_Task to carry out_
In the air pollution article below, shorten the paragraph that begins "Following the death of London nine-year-old" and keep its main facts.

_Passage shown_

- Opening Delimiter -

Medical leaders pile pressure on Boris Johnson to slash legal air pollution levels
Prime minister Boris Johnson has been urged to cut legal levels of air pollution in the UK by the country’s top medical organisations in a letter today.
Following the death of London nine-year-old Ella Kissi-Debrah, the first person in the UK to have pollution listed as a cause of death, the World Health Organisation (WHO) refined air pollution limits.
Ahead of the environment bill returning to parliament this week, members of the UK Health Alliance on Climate Change have voiced their concerns over pollution laws.
“Today, before the environment bill returns to the House of Lords, we urge your government to use this bill to make a legally binding commitment to reducing fine particulate pollution (PM2.5) in the UK to below the maximum level recommended by the WHO by 2030,” leaders of the British Medical Association, the Lancet, the British Medical Journal (BMJ) and over 20 nursing colleges, wrote in a letter.
“Air pollution is among the greatest environmental determinants of health and contributes to many serious and chronic health conditions affecting every organ in the body. Despite this, the UK’s legal limits for PM2.5 pollution – some of the most damaging of all pollutants – are currently more than double the WHO recommended limit.”
Last week, the government responded to recommendations by the coroner in the inquest of Ella’s death in 2013, which were to cut levels to the WHO’s limits.
The government did not commit to the recommendations and instead pledged to hold a public consultation next January, looking at October next year to outline new air pollution targets.

- Closing Delimiter -

_Data provided_

- Opening Delimiter -

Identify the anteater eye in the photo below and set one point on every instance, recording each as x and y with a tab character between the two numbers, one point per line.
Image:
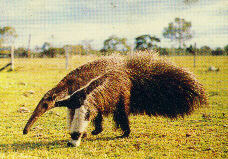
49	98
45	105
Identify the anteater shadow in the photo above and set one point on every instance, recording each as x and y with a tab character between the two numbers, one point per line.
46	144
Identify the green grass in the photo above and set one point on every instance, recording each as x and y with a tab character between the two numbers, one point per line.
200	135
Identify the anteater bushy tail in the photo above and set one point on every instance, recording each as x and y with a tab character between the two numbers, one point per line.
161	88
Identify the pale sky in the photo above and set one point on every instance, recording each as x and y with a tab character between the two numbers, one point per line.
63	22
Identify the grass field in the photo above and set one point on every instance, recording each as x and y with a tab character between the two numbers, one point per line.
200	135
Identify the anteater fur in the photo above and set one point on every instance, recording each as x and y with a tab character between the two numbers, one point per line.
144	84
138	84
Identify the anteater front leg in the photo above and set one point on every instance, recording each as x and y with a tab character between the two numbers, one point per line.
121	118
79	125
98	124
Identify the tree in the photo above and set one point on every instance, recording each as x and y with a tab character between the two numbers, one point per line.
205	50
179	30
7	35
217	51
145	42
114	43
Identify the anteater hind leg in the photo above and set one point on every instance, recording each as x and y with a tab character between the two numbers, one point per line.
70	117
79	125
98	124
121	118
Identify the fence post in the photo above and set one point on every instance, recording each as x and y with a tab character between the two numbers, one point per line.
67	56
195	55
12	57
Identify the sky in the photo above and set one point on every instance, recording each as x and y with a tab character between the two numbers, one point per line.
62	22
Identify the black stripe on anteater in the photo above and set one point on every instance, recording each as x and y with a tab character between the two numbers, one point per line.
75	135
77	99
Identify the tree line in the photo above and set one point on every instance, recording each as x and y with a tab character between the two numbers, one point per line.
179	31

- Closing Delimiter -
- Opening Delimiter -

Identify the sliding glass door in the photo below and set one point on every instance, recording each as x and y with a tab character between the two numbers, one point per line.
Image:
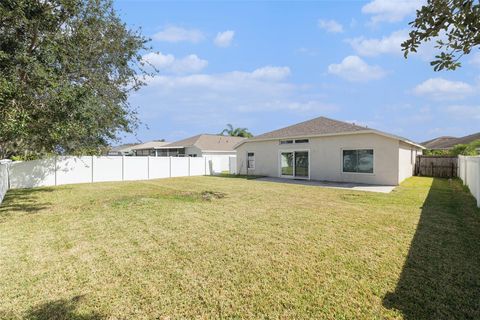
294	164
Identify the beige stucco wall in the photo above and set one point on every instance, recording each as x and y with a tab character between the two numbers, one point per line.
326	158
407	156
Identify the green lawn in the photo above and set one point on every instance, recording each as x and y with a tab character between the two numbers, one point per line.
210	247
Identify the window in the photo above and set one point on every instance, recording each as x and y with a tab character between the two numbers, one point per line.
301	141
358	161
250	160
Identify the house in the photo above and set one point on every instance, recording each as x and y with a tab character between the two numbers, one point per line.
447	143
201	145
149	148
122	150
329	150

- Closing Delimiter -
- Opening Delimiter -

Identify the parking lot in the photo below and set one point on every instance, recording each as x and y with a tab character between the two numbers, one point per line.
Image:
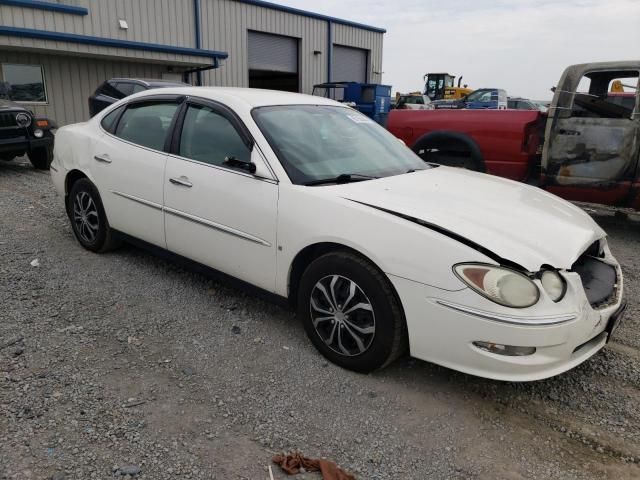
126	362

- Closing Delimiter -

_Your response_
After the death of nine-year-old Londoner Ella Kissi-Debrah, the first person in the UK to have pollution listed as a cause of death, the WHO refined its air pollution limits.